> **Tasks to carry out**
(1) Switch "neighbor reductions" to "neighbor sums" in the patch, starting at "From e462a2ec0e72e3d7079fb4fdd909160448044b4d Mon" and ending at "(no unrolling) (#1431)".
(2) Answer these using the dace backend patch:
(a) What date and time does the patch header give?
(b) How many files does the patch change, and with how many insertions and deletions?
(c) What default value does the new unroll_reduce parameter of preprocess_program have?

----- Selected extract

From e462a2ec0e72e3d7079fb4fdd909160448044b4d Mon Sep 17 00:00:00 2001
From: edopao <edoardo.paone@cscs.ch>
Date: Fri, 2 Feb 2024 16:35:41 +0100
Subject: [PATCH] feat[next][dace]: Add support for lift expressions in
 neighbor reductions (no unrolling) (#1431)

Baseline dace backend forced unroll of neighbor reductions, in the ITIR pass, in order to eliminate all lift expressions. This PR adds support for lowering of lift expressions in neighbor reductions, thus avoiding the need to unroll reduce expressions. The result is a more compact SDFG, which leaves to the optimization backend the option of unrolling neighbor reductions.
---
 .../runners/dace_iterator/__init__.py         |  20 +-
 .../runners/dace_iterator/itir_to_sdfg.py     |  29 ++-
 .../runners/dace_iterator/itir_to_tasklet.py  | 224 ++++++++++++++----
 3 files changed, 205 insertions(+), 68 deletions(-)

diff --git a/src/gt4py/next/program_processors/runners/dace_iterator/__init__.py b/src/gt4py/next/program_processors/runners/dace_iterator/__init__.py
index 2e9a66c435..fa28793187 100644
--- a/src/gt4py/next/program_processors/runners/dace_iterator/__init__.py
+++ b/src/gt4py/next/program_processors/runners/dace_iterator/__init__.py
@@ -69,28 +69,16 @@ def preprocess_program(
     program: itir.FencilDefinition,
     offset_provider: Mapping[str, Any],
     lift_mode: itir_transforms.LiftMode,
+    unroll_reduce: bool = False,
 ):
-    node = itir_transforms.apply_common_transforms(
+    return itir_transforms.apply_common_transforms(
         program,
         common_subexpression_elimination=False,
+        force_inline_lambda_args=True,
         lift_mode=lift_mode,
         offset_provider=offset_provider,
-        unroll_reduce=False,
+        unroll_reduce=unroll_reduce,
     )
-    # If we don't unroll, there may be lifts left in the itir which can't be lowered to SDFG.
-    # In this case, just retry with unrolled reductions.

----------
----- Provided information

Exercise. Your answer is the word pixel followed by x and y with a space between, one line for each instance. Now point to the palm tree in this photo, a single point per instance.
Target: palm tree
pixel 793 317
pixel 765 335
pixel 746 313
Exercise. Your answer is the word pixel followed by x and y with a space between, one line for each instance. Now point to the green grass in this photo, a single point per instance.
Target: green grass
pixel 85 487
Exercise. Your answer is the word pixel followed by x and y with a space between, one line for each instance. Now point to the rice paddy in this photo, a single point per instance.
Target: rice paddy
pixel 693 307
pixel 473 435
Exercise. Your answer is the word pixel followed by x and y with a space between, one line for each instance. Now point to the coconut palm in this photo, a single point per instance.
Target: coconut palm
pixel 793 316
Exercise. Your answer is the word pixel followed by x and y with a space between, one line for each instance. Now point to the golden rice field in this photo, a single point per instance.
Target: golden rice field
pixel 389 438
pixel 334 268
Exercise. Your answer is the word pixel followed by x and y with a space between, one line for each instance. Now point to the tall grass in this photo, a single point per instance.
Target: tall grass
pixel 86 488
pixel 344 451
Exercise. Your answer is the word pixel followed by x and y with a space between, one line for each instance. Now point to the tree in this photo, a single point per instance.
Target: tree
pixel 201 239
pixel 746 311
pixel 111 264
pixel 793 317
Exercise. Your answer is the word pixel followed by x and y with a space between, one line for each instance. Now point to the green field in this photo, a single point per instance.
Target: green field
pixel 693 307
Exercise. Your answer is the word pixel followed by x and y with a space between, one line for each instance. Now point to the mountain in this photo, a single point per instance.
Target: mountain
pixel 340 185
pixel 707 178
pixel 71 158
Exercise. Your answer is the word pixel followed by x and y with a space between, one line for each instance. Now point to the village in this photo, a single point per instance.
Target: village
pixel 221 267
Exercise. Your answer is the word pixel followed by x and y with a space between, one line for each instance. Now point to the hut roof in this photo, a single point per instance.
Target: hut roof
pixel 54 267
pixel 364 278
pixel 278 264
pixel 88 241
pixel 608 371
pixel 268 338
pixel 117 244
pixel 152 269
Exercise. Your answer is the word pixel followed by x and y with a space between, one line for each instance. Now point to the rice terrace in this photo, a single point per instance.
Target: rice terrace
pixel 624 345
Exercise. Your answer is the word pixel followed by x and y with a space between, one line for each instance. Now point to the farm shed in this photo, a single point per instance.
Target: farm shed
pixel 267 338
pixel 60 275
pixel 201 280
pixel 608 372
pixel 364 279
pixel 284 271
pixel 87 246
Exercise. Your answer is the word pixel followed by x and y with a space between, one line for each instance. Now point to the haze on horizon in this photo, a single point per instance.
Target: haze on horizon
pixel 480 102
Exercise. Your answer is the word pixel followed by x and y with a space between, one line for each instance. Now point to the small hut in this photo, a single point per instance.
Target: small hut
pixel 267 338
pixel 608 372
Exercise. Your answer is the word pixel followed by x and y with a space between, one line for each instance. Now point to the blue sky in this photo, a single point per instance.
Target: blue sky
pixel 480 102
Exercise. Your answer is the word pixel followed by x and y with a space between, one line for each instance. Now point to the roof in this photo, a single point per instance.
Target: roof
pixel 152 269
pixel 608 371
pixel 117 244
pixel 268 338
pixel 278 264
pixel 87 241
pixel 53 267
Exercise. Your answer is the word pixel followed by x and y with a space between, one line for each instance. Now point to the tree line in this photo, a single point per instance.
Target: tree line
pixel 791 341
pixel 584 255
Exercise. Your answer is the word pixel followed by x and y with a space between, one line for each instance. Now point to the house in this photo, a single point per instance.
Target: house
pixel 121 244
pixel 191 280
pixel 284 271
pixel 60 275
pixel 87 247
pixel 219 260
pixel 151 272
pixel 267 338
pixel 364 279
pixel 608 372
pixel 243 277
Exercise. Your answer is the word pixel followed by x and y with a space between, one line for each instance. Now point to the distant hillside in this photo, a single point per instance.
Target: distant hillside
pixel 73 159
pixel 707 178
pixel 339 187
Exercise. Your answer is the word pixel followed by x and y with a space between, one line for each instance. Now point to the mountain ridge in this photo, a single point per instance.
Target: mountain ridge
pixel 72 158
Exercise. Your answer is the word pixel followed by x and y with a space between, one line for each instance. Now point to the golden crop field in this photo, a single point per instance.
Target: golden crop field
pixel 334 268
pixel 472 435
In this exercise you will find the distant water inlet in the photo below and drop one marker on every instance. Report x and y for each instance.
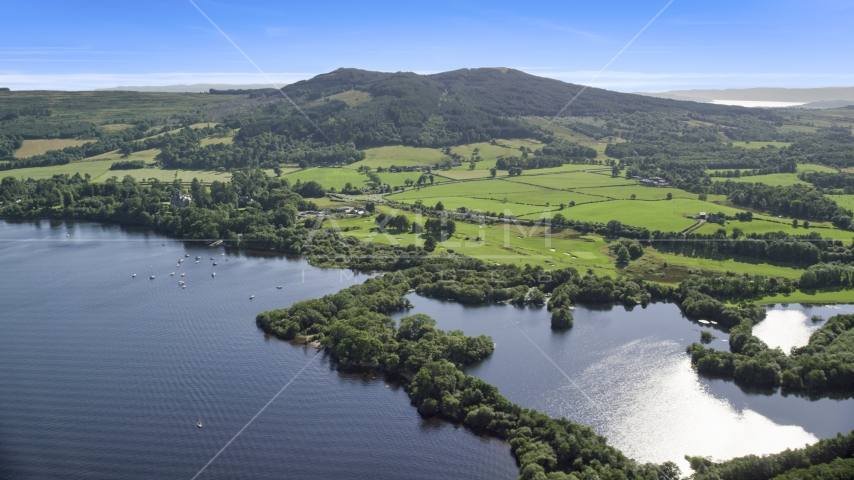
(785, 329)
(627, 376)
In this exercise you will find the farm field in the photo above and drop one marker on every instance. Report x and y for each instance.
(399, 155)
(560, 130)
(572, 180)
(38, 147)
(811, 297)
(812, 167)
(216, 140)
(644, 193)
(664, 216)
(350, 97)
(99, 170)
(756, 145)
(844, 201)
(115, 127)
(762, 225)
(508, 243)
(781, 179)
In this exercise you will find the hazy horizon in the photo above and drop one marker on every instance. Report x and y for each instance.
(685, 45)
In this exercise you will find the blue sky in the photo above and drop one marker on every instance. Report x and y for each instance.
(711, 44)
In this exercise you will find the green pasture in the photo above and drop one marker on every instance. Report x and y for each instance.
(665, 215)
(399, 155)
(811, 297)
(762, 225)
(115, 127)
(844, 201)
(781, 179)
(754, 145)
(572, 180)
(508, 243)
(797, 128)
(99, 170)
(643, 193)
(812, 167)
(350, 97)
(37, 147)
(503, 148)
(559, 130)
(217, 140)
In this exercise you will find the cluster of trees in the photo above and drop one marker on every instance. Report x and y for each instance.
(9, 144)
(354, 328)
(829, 180)
(829, 459)
(807, 249)
(796, 201)
(825, 364)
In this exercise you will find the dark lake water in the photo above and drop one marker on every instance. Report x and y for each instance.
(626, 373)
(104, 376)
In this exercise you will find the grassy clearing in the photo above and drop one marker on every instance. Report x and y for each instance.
(781, 179)
(109, 108)
(115, 127)
(399, 155)
(38, 147)
(797, 128)
(560, 130)
(503, 148)
(328, 177)
(509, 244)
(665, 215)
(98, 169)
(572, 180)
(644, 193)
(812, 167)
(214, 140)
(762, 224)
(844, 201)
(755, 145)
(350, 97)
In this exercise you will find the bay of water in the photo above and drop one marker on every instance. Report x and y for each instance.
(626, 374)
(104, 376)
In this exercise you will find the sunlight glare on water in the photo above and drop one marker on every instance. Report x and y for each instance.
(650, 404)
(785, 329)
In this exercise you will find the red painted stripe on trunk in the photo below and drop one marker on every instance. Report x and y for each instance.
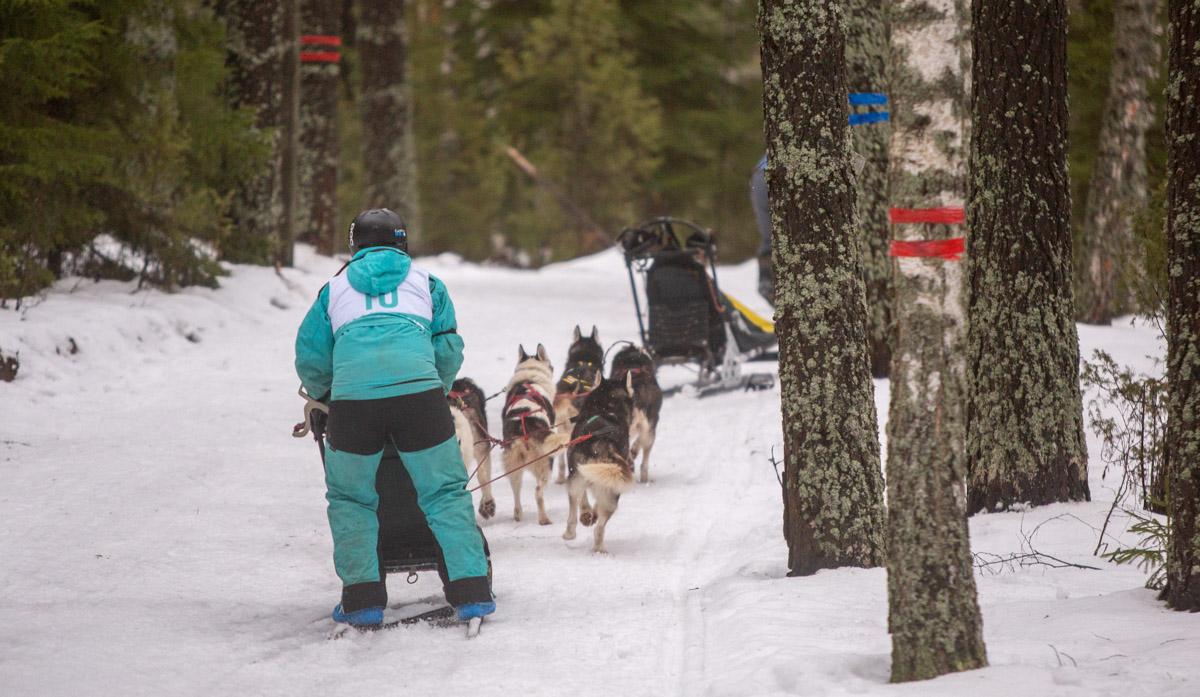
(313, 38)
(319, 58)
(948, 250)
(928, 215)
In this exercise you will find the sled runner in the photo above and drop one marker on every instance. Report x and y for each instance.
(687, 319)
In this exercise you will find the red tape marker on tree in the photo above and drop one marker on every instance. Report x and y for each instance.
(948, 250)
(928, 215)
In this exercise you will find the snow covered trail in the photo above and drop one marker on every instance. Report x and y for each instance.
(162, 534)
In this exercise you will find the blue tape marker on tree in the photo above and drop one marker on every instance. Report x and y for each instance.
(865, 98)
(870, 118)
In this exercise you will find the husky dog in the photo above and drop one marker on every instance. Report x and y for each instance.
(600, 462)
(467, 401)
(636, 362)
(529, 426)
(585, 364)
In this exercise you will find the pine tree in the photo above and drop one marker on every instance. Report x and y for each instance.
(833, 488)
(1117, 192)
(319, 146)
(1182, 442)
(575, 108)
(1024, 422)
(934, 616)
(867, 50)
(389, 157)
(257, 54)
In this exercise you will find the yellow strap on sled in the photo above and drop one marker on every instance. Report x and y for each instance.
(761, 323)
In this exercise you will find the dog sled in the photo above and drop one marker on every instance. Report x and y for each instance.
(685, 318)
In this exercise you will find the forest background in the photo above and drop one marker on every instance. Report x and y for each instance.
(121, 150)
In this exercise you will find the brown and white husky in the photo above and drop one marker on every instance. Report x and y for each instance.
(529, 434)
(599, 460)
(467, 402)
(585, 365)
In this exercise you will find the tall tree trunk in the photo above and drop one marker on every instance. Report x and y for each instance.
(933, 614)
(389, 160)
(289, 136)
(867, 52)
(1117, 190)
(321, 25)
(1183, 305)
(1025, 436)
(833, 488)
(257, 56)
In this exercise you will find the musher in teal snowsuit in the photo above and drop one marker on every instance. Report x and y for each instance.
(381, 347)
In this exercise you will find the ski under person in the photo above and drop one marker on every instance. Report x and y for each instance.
(381, 346)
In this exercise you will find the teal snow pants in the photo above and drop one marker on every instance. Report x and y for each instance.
(423, 430)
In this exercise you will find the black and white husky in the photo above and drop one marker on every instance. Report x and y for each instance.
(637, 364)
(599, 460)
(585, 365)
(529, 434)
(467, 402)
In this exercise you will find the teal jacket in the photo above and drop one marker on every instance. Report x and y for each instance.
(383, 329)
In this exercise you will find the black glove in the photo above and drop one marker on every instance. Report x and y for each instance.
(317, 422)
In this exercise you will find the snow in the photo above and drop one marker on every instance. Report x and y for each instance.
(163, 534)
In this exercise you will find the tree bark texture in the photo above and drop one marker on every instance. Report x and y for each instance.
(1024, 424)
(1117, 188)
(1183, 304)
(289, 134)
(389, 157)
(934, 617)
(319, 144)
(833, 488)
(257, 54)
(867, 53)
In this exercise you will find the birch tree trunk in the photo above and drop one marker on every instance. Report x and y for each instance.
(1024, 424)
(1117, 190)
(933, 616)
(321, 28)
(1183, 305)
(867, 52)
(256, 54)
(833, 488)
(389, 157)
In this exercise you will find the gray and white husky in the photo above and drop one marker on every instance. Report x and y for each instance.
(529, 434)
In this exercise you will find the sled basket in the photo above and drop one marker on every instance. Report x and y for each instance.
(687, 318)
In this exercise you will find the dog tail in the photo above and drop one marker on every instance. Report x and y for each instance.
(617, 476)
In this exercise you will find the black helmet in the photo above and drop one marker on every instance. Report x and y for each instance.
(378, 228)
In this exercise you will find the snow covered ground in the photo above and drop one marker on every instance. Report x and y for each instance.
(161, 533)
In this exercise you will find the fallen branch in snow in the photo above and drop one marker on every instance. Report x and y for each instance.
(997, 564)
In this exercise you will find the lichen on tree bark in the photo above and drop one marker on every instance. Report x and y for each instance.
(934, 617)
(1024, 422)
(833, 488)
(1183, 305)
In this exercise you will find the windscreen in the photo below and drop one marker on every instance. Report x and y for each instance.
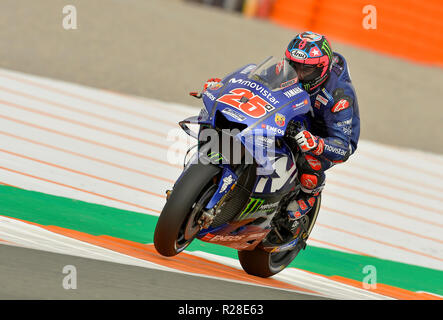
(275, 74)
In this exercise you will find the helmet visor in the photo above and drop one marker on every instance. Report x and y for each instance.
(306, 72)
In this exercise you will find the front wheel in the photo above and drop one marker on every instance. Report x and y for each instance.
(262, 263)
(177, 225)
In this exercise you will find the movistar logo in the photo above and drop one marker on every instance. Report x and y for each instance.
(325, 46)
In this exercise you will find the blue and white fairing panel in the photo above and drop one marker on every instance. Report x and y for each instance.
(266, 113)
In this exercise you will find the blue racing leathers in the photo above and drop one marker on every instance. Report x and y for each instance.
(335, 120)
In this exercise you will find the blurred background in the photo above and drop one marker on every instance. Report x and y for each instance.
(163, 49)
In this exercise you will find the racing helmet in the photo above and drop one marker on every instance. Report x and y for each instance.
(310, 54)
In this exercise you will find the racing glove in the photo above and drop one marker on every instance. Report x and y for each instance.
(210, 83)
(308, 142)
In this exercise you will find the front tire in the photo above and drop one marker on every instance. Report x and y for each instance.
(176, 226)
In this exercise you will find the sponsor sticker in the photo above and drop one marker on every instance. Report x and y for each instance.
(298, 54)
(227, 181)
(342, 104)
(292, 92)
(321, 99)
(280, 119)
(275, 129)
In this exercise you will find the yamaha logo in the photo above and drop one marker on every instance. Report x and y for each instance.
(299, 54)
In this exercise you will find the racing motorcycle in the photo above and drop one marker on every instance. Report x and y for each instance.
(235, 193)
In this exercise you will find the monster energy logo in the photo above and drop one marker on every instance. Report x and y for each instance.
(252, 207)
(215, 156)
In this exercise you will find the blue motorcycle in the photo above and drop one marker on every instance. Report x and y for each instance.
(235, 188)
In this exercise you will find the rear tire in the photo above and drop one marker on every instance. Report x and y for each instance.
(176, 226)
(261, 263)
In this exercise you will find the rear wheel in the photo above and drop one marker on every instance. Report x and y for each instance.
(177, 225)
(262, 263)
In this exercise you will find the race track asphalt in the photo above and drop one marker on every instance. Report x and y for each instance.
(34, 274)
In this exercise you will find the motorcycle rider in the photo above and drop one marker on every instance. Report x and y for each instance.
(335, 119)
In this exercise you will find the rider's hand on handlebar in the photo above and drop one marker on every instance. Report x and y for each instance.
(308, 142)
(210, 83)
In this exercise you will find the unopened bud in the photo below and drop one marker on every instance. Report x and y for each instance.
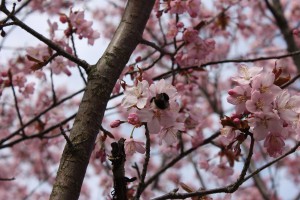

----------

> **Solutions in order**
(1)
From e462a2ec0e72e3d7079fb4fdd909160448044b4d Mon Sep 17 00:00:00 2001
From: edopao <edoardo.paone@cscs.ch>
Date: Fri, 2 Feb 2024 16:35:41 +0100
Subject: [PATCH] feat[next][dace]: Add support for lift expressions in
 neighbor sums (no unrolling) (#1431)

(2)
(a) Fri, 2 Feb 2024 16:35:41 +0100
(b) 3 files, with 205 insertions and 68 deletions
(c) False